Copy the material below line for line without changing anything, but leave out the pictures.

Records from a point labeling set
------

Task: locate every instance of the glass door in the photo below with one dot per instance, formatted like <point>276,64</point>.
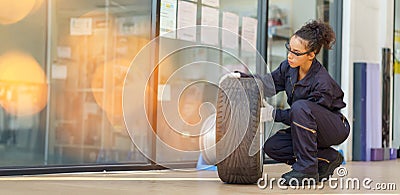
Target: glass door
<point>93,44</point>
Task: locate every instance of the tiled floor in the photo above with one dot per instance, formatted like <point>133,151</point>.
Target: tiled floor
<point>372,174</point>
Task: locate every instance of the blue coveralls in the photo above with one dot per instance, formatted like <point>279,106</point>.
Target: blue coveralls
<point>314,118</point>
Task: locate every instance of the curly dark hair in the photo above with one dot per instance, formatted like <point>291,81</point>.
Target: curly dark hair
<point>318,34</point>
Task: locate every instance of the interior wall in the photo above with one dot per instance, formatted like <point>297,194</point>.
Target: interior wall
<point>367,28</point>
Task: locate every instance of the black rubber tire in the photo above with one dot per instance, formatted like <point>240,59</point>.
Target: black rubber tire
<point>238,167</point>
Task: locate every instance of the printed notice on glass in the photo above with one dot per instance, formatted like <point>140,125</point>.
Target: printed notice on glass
<point>168,18</point>
<point>81,26</point>
<point>249,34</point>
<point>230,23</point>
<point>64,52</point>
<point>210,17</point>
<point>187,13</point>
<point>58,71</point>
<point>212,3</point>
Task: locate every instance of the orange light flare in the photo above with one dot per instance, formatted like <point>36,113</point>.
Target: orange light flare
<point>14,11</point>
<point>23,87</point>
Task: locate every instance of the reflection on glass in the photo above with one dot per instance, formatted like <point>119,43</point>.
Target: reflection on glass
<point>96,42</point>
<point>23,88</point>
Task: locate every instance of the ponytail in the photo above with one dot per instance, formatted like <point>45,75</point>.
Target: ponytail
<point>318,34</point>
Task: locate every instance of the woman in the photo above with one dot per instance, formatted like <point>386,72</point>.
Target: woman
<point>314,116</point>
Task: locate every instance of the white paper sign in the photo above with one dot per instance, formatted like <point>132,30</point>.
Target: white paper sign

------

### Response to the exercise
Task: locate every instance of the glass door in the photo below with one dot per instance, formatted like <point>276,64</point>.
Target: glass door
<point>93,44</point>
Task: locate every instance of the tiled floor in the photo above with one dot per instance, formatted like <point>133,151</point>.
Target: tiled floor
<point>372,174</point>
Task: locate every instance of the blue coveralls in the photo above with one dot per instance, formatted like <point>279,106</point>.
Target: blue coveralls
<point>314,118</point>
Task: locate every instance of the curly dark hair in the photo above with one dot per instance, formatted like <point>291,81</point>.
Target: curly dark hair
<point>318,34</point>
Task: locate every instance of the interior wall in the photo above with one dot per instance, formatted like <point>297,194</point>.
Target: interior wall
<point>367,28</point>
Task: locate every instance of the black rubber tire in the photo above with one dot per instance, formatted like <point>240,59</point>.
Target: black rubber tire
<point>238,167</point>
Task: locate every instance of the printed notice on glass in the photo above with one dot per instance, formatted like <point>140,125</point>.
Target: printed notice on glass
<point>168,18</point>
<point>81,26</point>
<point>249,34</point>
<point>230,23</point>
<point>64,52</point>
<point>210,17</point>
<point>187,13</point>
<point>58,71</point>
<point>212,3</point>
Task: locate every instance of the orange light flare in the photo above with one dot per instance, formatted like <point>36,113</point>.
Target: orange light flare
<point>14,11</point>
<point>23,87</point>
Task: locate every instance of the reflection on glass in the photo above with one dot per instance, formatted like <point>119,43</point>.
Target: reflection on glass
<point>96,42</point>
<point>23,88</point>
Task: locate every instance of the ponytail in the photo above with one dot per instance, formatted like <point>45,75</point>.
Target: ponytail
<point>318,34</point>
Task: locate every instance of the woman in the photo above with one dot per instance, formatted like <point>386,72</point>.
Target: woman
<point>314,116</point>
Task: locate every instance of the white paper sign in the photo above with one dot per instance, formatted like <point>132,30</point>.
Target: white paper sign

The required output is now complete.